Location identification items
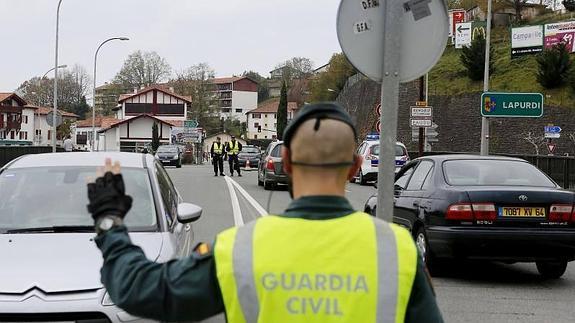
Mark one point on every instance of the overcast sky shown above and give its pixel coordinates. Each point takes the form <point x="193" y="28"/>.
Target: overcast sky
<point x="230" y="35"/>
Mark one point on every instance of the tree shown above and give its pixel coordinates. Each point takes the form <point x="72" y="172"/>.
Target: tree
<point x="295" y="68"/>
<point x="536" y="141"/>
<point x="73" y="86"/>
<point x="143" y="69"/>
<point x="282" y="112"/>
<point x="155" y="137"/>
<point x="473" y="58"/>
<point x="554" y="66"/>
<point x="197" y="81"/>
<point x="328" y="84"/>
<point x="569" y="5"/>
<point x="263" y="86"/>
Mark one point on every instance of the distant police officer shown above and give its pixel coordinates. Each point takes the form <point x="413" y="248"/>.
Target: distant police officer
<point x="217" y="152"/>
<point x="233" y="148"/>
<point x="320" y="261"/>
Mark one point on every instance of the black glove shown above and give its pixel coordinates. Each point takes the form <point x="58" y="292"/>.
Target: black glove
<point x="107" y="197"/>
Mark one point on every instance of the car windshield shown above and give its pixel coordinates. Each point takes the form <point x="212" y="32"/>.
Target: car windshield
<point x="250" y="150"/>
<point x="494" y="173"/>
<point x="57" y="196"/>
<point x="399" y="150"/>
<point x="168" y="149"/>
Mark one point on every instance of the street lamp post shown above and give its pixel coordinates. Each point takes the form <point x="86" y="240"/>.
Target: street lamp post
<point x="53" y="68"/>
<point x="54" y="117"/>
<point x="94" y="89"/>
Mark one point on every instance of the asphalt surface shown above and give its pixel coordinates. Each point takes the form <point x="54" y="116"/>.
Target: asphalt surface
<point x="469" y="292"/>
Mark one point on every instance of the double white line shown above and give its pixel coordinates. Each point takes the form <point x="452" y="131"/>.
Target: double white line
<point x="232" y="186"/>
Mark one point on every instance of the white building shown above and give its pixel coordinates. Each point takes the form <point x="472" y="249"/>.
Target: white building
<point x="236" y="96"/>
<point x="262" y="122"/>
<point x="133" y="133"/>
<point x="137" y="113"/>
<point x="23" y="124"/>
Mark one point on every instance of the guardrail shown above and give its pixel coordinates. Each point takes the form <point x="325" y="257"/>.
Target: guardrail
<point x="561" y="169"/>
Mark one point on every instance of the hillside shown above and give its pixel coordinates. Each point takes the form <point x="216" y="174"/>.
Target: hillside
<point x="517" y="75"/>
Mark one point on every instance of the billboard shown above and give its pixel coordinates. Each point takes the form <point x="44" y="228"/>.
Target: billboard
<point x="526" y="40"/>
<point x="560" y="32"/>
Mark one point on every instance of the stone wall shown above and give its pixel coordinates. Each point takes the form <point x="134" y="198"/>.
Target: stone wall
<point x="459" y="121"/>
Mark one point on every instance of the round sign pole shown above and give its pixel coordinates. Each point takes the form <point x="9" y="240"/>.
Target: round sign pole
<point x="393" y="11"/>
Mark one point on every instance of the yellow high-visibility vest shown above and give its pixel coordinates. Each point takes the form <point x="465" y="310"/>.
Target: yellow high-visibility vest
<point x="218" y="148"/>
<point x="234" y="149"/>
<point x="276" y="269"/>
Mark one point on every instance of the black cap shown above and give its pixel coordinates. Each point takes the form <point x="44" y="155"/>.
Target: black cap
<point x="319" y="111"/>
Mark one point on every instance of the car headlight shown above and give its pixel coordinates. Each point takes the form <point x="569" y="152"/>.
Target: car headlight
<point x="106" y="300"/>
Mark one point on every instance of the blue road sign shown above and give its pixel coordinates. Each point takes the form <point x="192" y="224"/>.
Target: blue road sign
<point x="553" y="129"/>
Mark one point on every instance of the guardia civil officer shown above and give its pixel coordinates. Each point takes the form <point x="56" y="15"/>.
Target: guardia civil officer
<point x="318" y="261"/>
<point x="217" y="153"/>
<point x="233" y="148"/>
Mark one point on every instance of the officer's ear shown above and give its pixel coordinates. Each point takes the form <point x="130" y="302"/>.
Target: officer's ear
<point x="357" y="161"/>
<point x="286" y="160"/>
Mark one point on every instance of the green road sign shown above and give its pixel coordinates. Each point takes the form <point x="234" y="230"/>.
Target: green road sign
<point x="512" y="105"/>
<point x="190" y="124"/>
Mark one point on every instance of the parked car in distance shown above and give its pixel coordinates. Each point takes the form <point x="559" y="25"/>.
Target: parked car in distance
<point x="250" y="153"/>
<point x="494" y="208"/>
<point x="270" y="170"/>
<point x="170" y="155"/>
<point x="47" y="235"/>
<point x="369" y="150"/>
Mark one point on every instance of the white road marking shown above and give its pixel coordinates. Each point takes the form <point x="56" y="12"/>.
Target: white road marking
<point x="238" y="219"/>
<point x="249" y="198"/>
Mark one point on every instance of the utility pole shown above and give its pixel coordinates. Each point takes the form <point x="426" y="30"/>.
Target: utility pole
<point x="484" y="120"/>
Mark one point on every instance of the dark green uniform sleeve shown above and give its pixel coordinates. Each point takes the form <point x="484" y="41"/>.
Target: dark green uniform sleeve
<point x="185" y="289"/>
<point x="422" y="306"/>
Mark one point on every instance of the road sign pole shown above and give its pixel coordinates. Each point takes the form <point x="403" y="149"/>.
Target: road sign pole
<point x="484" y="120"/>
<point x="393" y="14"/>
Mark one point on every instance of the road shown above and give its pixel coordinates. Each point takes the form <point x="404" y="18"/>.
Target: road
<point x="471" y="292"/>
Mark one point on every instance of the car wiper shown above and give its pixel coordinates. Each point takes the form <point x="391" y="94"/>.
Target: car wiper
<point x="55" y="229"/>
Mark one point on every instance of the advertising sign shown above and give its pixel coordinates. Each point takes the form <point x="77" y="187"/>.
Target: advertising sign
<point x="182" y="135"/>
<point x="525" y="105"/>
<point x="560" y="32"/>
<point x="526" y="40"/>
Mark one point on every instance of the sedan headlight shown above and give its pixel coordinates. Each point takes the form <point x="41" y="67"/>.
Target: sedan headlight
<point x="106" y="300"/>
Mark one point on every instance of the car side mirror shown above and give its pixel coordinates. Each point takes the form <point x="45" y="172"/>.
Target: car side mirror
<point x="188" y="212"/>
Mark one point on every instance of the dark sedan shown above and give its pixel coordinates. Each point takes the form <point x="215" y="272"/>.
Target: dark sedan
<point x="494" y="208"/>
<point x="251" y="154"/>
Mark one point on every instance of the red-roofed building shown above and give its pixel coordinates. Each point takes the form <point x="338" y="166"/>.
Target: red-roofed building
<point x="262" y="122"/>
<point x="236" y="96"/>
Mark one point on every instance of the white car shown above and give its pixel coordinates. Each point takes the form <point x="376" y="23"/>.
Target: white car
<point x="50" y="264"/>
<point x="369" y="150"/>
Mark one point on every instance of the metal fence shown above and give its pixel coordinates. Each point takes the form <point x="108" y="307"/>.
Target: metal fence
<point x="560" y="169"/>
<point x="8" y="153"/>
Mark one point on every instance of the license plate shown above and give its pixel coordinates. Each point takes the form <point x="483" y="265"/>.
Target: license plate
<point x="524" y="212"/>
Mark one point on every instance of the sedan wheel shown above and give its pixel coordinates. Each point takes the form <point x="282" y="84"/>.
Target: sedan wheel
<point x="433" y="264"/>
<point x="552" y="269"/>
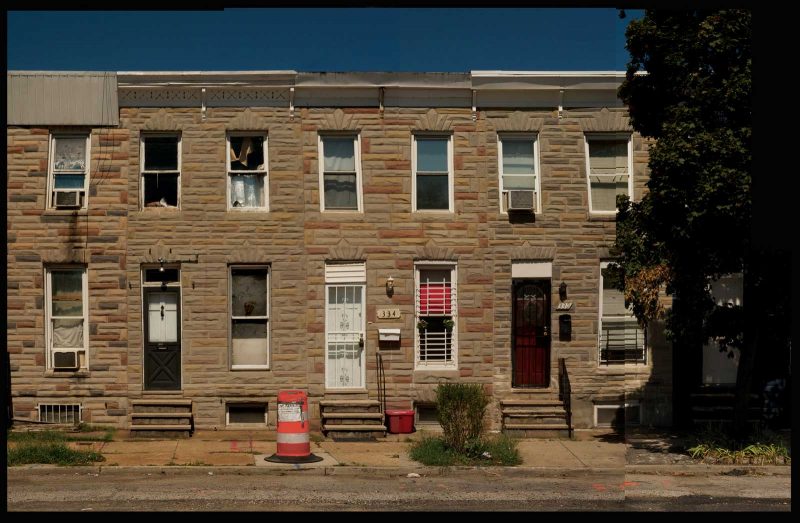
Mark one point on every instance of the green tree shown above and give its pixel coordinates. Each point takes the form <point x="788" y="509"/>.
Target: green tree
<point x="688" y="87"/>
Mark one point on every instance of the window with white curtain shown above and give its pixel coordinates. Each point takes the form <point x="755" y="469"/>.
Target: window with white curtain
<point x="340" y="172"/>
<point x="247" y="172"/>
<point x="249" y="317"/>
<point x="67" y="319"/>
<point x="609" y="170"/>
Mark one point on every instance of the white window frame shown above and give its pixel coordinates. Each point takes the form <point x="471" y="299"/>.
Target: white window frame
<point x="645" y="356"/>
<point x="142" y="138"/>
<point x="356" y="158"/>
<point x="83" y="363"/>
<point x="450" y="185"/>
<point x="231" y="317"/>
<point x="519" y="137"/>
<point x="589" y="137"/>
<point x="437" y="364"/>
<point x="263" y="173"/>
<point x="52" y="172"/>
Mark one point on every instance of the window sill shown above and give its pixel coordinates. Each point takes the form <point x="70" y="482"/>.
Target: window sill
<point x="82" y="373"/>
<point x="596" y="217"/>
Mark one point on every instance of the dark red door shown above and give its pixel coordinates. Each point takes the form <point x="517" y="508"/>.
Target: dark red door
<point x="530" y="333"/>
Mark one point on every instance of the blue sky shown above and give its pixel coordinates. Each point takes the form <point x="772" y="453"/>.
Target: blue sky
<point x="316" y="39"/>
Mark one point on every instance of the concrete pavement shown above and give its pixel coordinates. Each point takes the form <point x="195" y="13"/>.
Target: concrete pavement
<point x="249" y="448"/>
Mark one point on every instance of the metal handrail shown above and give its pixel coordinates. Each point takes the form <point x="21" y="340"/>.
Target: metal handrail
<point x="565" y="392"/>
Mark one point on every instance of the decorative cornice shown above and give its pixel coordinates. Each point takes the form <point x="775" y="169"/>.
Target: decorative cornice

[TASK BRIEF] The required output is the exact sequence of lines from the one containing "Mark one point on every instance of the blue sky" through the end of the listing, both endpoints included.

[EXPECTED OUTPUT]
Mark one point on every instance of the blue sky shown above and give its pixel coordinates. Each point takes the form <point x="772" y="453"/>.
Target: blue sky
<point x="316" y="39"/>
Mark one point on every instance of the concrete pavement shown above and give its pixel coordinates. Each point takes the form <point x="195" y="13"/>.
Target: concrete pavement
<point x="249" y="448"/>
Mark one point on every instance of the metal handrail shown above and give its pixel coordinates. Each point takes the form <point x="21" y="340"/>.
Target: metal handrail
<point x="565" y="392"/>
Mark one point on every instance of the decorative cornice shown above and give its pixel coordinates. Each point takes the form <point x="775" y="169"/>.
Target: decorative cornice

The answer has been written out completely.